● **SET OF TASKS**:
A. In the passage about the Border Patrol pursuit near Boulevard, Calif., what did the pickup truck drive over before it spun out of control?
B. List every government agency that the passage about the pickup truck chase names by its proper name.
C. Proceed with the account of the pickup truck chase on Interstate 8, beginning after its final sentence.

● **PASSAGE PROVIDED**:
>>
The officers turned on their vehicle’s emergency lights and began chasing the pickup truck on Interstate 8, near Boulevard, Calif., at around 4:20 p.m., according to the United States Customs and Border Protection. The authorities said they believed that the pickup truck had been illegally driven over the southern border and had crashed through an “iron bar vehicle barrier.” They said they identified it by matching a piece that was missing from the truck to one agents had spotted on the ground near the border, though they did not elaborate.

The pickup truck reached speeds of over 100 miles per hour, weaving between cars and bypassing others on the side of the highway, before it drove over spikes that the Border Patrol had placed on the road, the California Highway Patrol said. About a mile later, the truck spun out of control and flipped over, ejecting the nine people who were riding in the truck’s bed, the authorities said.

A woman inside the truck, who was not wearing a seatbelt, was killed, as were two people riding in the bed, the police said. Seven people who had “multiple serious injuries” were taken to the hospital, a spokesman for Customs and Border Protection said.
<<
● **DATA EXTRACT**:
>>
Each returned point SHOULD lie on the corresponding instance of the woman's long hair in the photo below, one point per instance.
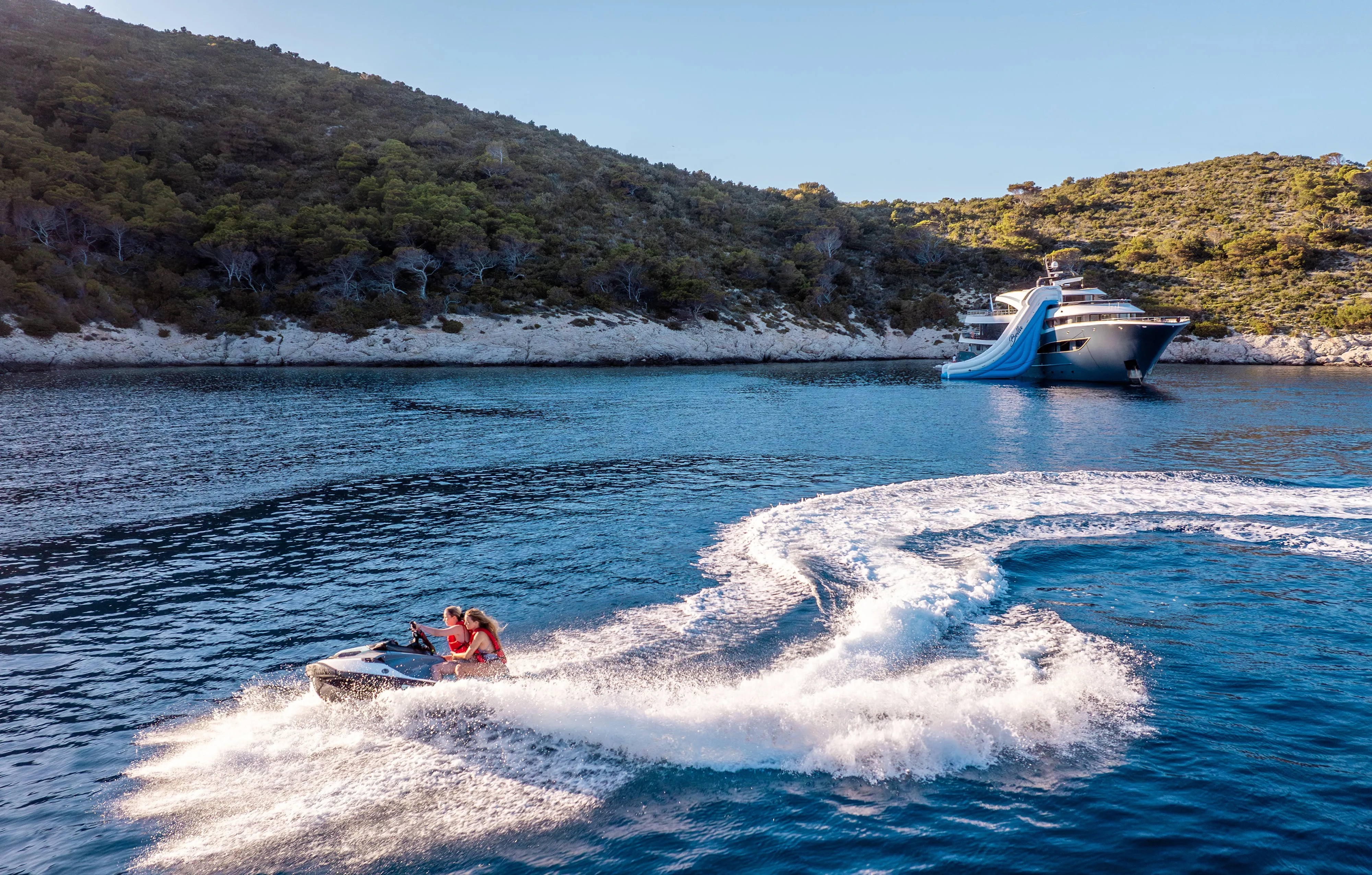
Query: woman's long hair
<<
● **EXERCISE ANSWERS**:
A. It drove over spikes that the Border Patrol had placed on the road.

B. United States Customs and Border Protection; Border Patrol; California Highway Patrol

C.
The driver, a United States citizen whose name was not released, was the only person wearing a seatbelt, the agency said. The California Highway Patrol took the man into custody, but it was not clear whether he had been charged. The identities of the passengers in the truck have not been released either.

“The investigation into the smuggling incident is ongoing,” the spokesman said in an email, “and the Border Patrol is fully cooperating with the CHP in their investigation of the collision.”

About an hour after the crash, the Border Patrol stopped another vehicle that officers believed had crossed over the border with the pickup truck, the agency said. The driver of that car was also arrested.